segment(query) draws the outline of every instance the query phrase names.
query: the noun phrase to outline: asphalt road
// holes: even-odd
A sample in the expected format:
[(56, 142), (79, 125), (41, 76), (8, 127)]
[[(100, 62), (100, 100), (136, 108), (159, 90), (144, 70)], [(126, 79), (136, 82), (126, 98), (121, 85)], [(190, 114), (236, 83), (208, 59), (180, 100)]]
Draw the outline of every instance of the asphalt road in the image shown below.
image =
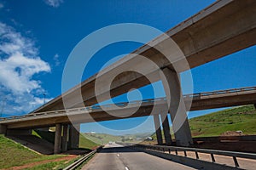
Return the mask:
[(84, 170), (140, 170), (194, 169), (192, 167), (139, 152), (117, 144), (106, 145), (82, 169)]

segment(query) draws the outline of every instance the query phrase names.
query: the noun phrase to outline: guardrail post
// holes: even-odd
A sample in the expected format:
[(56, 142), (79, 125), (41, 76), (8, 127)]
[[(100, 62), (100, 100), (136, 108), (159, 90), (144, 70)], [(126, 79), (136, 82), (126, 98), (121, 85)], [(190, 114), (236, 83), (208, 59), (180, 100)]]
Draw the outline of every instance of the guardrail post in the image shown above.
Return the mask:
[(160, 145), (163, 144), (163, 137), (162, 137), (161, 128), (160, 124), (159, 115), (154, 115), (154, 122), (157, 144)]
[(237, 162), (237, 159), (236, 159), (236, 156), (233, 156), (233, 160), (234, 160), (234, 163), (235, 163), (236, 167), (239, 167), (239, 164), (238, 164), (238, 162)]
[(172, 145), (172, 136), (170, 133), (170, 124), (168, 121), (167, 113), (161, 113), (160, 117), (162, 121), (166, 145)]
[(195, 158), (196, 158), (196, 159), (199, 159), (199, 156), (198, 156), (197, 151), (195, 151)]
[(214, 155), (213, 154), (211, 154), (211, 157), (212, 157), (212, 162), (215, 162), (215, 158), (214, 158)]
[(67, 150), (67, 134), (68, 134), (68, 125), (65, 124), (63, 125), (63, 128), (62, 128), (63, 132), (62, 132), (62, 141), (61, 141), (61, 151), (65, 152)]

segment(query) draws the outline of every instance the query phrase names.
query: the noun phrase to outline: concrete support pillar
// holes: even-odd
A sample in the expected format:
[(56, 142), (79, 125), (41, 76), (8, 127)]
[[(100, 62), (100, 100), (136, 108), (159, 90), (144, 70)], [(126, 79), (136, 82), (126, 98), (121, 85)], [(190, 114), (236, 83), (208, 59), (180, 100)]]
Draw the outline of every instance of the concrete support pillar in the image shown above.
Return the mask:
[(154, 115), (154, 128), (155, 128), (157, 144), (163, 144), (163, 137), (162, 137), (162, 133), (161, 133), (159, 115)]
[(193, 140), (178, 75), (168, 68), (164, 68), (163, 73), (164, 75), (160, 74), (160, 76), (165, 92), (167, 97), (171, 97), (167, 100), (170, 102), (169, 110), (176, 144), (189, 146), (193, 144)]
[(170, 133), (170, 124), (169, 124), (167, 115), (160, 114), (160, 116), (161, 116), (164, 135), (166, 139), (166, 145), (172, 145), (172, 141)]
[(0, 124), (0, 134), (6, 134), (6, 126)]
[(68, 138), (68, 125), (63, 125), (62, 127), (62, 140), (61, 140), (61, 151), (67, 150), (67, 138)]
[(80, 124), (69, 126), (69, 139), (68, 147), (70, 149), (77, 149), (79, 147), (79, 137), (80, 137)]
[(54, 154), (58, 154), (61, 152), (61, 125), (56, 124)]

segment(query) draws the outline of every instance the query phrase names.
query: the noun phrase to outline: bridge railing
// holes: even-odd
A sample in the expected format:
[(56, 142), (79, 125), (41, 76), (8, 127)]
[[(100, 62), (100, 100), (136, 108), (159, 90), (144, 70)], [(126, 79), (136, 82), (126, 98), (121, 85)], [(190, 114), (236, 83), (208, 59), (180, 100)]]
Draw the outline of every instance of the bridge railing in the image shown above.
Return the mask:
[(230, 156), (233, 158), (234, 165), (236, 167), (239, 167), (239, 162), (237, 157), (245, 159), (256, 160), (256, 154), (253, 153), (243, 153), (236, 151), (226, 151), (226, 150), (206, 150), (206, 149), (197, 149), (197, 148), (186, 148), (186, 147), (176, 147), (176, 146), (163, 146), (163, 145), (148, 145), (148, 144), (131, 144), (131, 147), (139, 147), (144, 150), (157, 150), (160, 152), (164, 152), (166, 154), (172, 154), (175, 152), (176, 156), (178, 156), (178, 152), (183, 152), (183, 156), (188, 156), (188, 152), (194, 152), (195, 158), (200, 160), (199, 153), (210, 155), (212, 162), (217, 163), (215, 160), (216, 155)]

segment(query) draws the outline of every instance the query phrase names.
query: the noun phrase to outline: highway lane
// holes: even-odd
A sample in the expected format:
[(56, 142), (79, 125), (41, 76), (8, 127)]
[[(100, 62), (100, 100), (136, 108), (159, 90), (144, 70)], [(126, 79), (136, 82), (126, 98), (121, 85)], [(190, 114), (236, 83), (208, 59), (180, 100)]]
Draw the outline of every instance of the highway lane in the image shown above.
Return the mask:
[(139, 152), (115, 143), (107, 144), (83, 170), (195, 169), (157, 156)]

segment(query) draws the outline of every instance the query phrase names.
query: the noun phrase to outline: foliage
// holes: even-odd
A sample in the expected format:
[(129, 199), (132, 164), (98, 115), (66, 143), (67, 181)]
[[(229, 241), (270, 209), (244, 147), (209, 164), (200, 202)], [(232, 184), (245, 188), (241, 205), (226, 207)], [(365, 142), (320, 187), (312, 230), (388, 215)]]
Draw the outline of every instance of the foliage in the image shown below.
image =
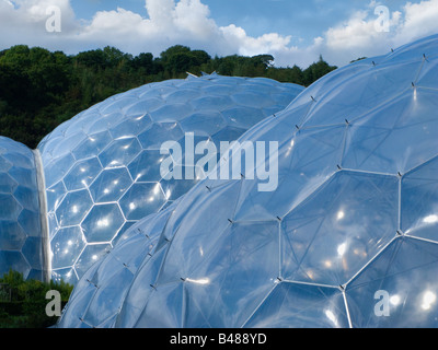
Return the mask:
[(159, 57), (104, 47), (67, 56), (41, 47), (13, 46), (0, 51), (0, 135), (35, 148), (59, 124), (90, 106), (146, 83), (200, 75), (266, 77), (310, 85), (336, 67), (322, 57), (302, 70), (276, 68), (274, 57), (227, 56), (175, 45)]
[(46, 315), (46, 293), (56, 290), (65, 305), (73, 287), (61, 282), (48, 283), (24, 280), (23, 275), (10, 270), (0, 278), (0, 328), (43, 328), (57, 322), (57, 317)]

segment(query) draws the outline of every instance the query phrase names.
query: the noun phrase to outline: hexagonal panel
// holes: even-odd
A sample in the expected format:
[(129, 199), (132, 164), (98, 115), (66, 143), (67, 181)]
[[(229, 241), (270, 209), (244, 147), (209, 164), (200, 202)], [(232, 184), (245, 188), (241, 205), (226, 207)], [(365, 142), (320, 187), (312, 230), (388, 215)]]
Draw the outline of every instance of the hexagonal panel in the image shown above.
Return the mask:
[(166, 199), (159, 183), (134, 184), (120, 199), (120, 208), (128, 220), (140, 220), (157, 212)]
[(88, 243), (111, 242), (125, 219), (117, 205), (94, 206), (82, 222)]
[(77, 225), (85, 218), (92, 206), (93, 201), (87, 189), (69, 192), (56, 210), (56, 217), (61, 226)]
[(103, 167), (117, 167), (129, 164), (140, 153), (141, 145), (137, 138), (126, 138), (113, 141), (100, 155)]
[(95, 203), (118, 201), (132, 185), (132, 179), (126, 167), (103, 171), (90, 186), (90, 194)]
[(80, 226), (61, 229), (50, 242), (51, 268), (60, 269), (73, 266), (87, 245)]
[(64, 184), (67, 190), (83, 189), (89, 187), (101, 172), (102, 165), (96, 158), (80, 161), (66, 175)]

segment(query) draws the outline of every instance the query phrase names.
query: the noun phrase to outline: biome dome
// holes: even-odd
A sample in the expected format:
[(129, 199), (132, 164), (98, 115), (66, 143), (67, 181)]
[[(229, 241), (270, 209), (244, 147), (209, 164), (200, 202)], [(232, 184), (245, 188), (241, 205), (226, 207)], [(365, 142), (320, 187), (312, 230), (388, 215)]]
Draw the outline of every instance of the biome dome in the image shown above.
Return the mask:
[(0, 276), (12, 269), (24, 278), (46, 278), (36, 156), (0, 137)]
[(275, 190), (199, 182), (87, 271), (58, 326), (437, 327), (437, 63), (431, 36), (315, 82), (239, 139), (278, 142)]
[(186, 133), (233, 141), (302, 90), (265, 78), (189, 75), (110, 97), (55, 129), (38, 145), (53, 279), (76, 283), (132, 223), (197, 182), (163, 178), (163, 142), (184, 142)]

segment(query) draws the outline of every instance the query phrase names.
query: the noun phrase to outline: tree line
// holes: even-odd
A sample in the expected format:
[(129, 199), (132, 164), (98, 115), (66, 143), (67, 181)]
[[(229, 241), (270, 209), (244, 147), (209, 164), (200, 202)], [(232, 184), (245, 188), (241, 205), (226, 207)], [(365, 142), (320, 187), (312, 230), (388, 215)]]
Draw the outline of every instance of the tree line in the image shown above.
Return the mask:
[(26, 45), (0, 51), (0, 136), (34, 149), (59, 124), (120, 92), (146, 83), (200, 75), (265, 77), (308, 86), (336, 69), (320, 57), (306, 69), (276, 68), (274, 57), (210, 57), (175, 45), (159, 57), (115, 47), (77, 55)]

[SHORT EXERCISE] Reproduce the lines from the start of the records up to and including the line with "151), (65, 152)]", changing "asphalt road" to "gravel road" and keeping everything else the same. Omit the pictures from your output.

[OUTPUT BELOW]
segment(query) draws the outline of every instance the query phrase names.
query: the noun phrase to outline: gravel road
// holes: even-odd
A sample in the expected format:
[(56, 142), (79, 125), (41, 76), (8, 127)]
[[(100, 62), (100, 100), (136, 108), (159, 90), (144, 70)], [(126, 79), (136, 82), (126, 98), (121, 85)], [(190, 114), (236, 83), (208, 59), (180, 100)]]
Draw the outline of every instance of the gravel road in the image shown below.
image =
Return the mask:
[(84, 170), (140, 170), (194, 169), (192, 167), (139, 152), (117, 144), (106, 145), (82, 169)]

segment(query) draws the outline of every instance the query phrase names.
query: the noun phrase to outline: guardrail post
// holes: even-odd
A sample in the expected format:
[(56, 142), (79, 125), (41, 76), (8, 127)]
[[(100, 62), (100, 100), (136, 108), (159, 90), (144, 70)], [(126, 79), (136, 82), (126, 98), (121, 85)], [(190, 114), (236, 83), (208, 59), (180, 100)]]
Draw the outline of every instance of the guardrail post in the image shown above.
Return the mask:
[(160, 145), (163, 144), (163, 137), (162, 137), (161, 128), (160, 124), (159, 115), (154, 115), (154, 122), (157, 144)]
[(237, 162), (237, 159), (236, 159), (236, 156), (233, 156), (233, 160), (234, 160), (234, 163), (235, 163), (236, 167), (239, 167), (239, 164), (238, 164), (238, 162)]
[(172, 145), (172, 136), (170, 133), (170, 124), (168, 121), (167, 113), (161, 113), (160, 117), (162, 121), (166, 145)]
[(195, 158), (196, 158), (196, 159), (199, 159), (199, 156), (198, 156), (197, 151), (195, 151)]
[(214, 155), (213, 154), (211, 154), (211, 157), (212, 157), (212, 162), (215, 162), (215, 158), (214, 158)]
[(67, 150), (67, 134), (68, 134), (68, 125), (65, 124), (63, 125), (63, 128), (62, 128), (63, 132), (62, 132), (62, 141), (61, 141), (61, 151), (65, 152)]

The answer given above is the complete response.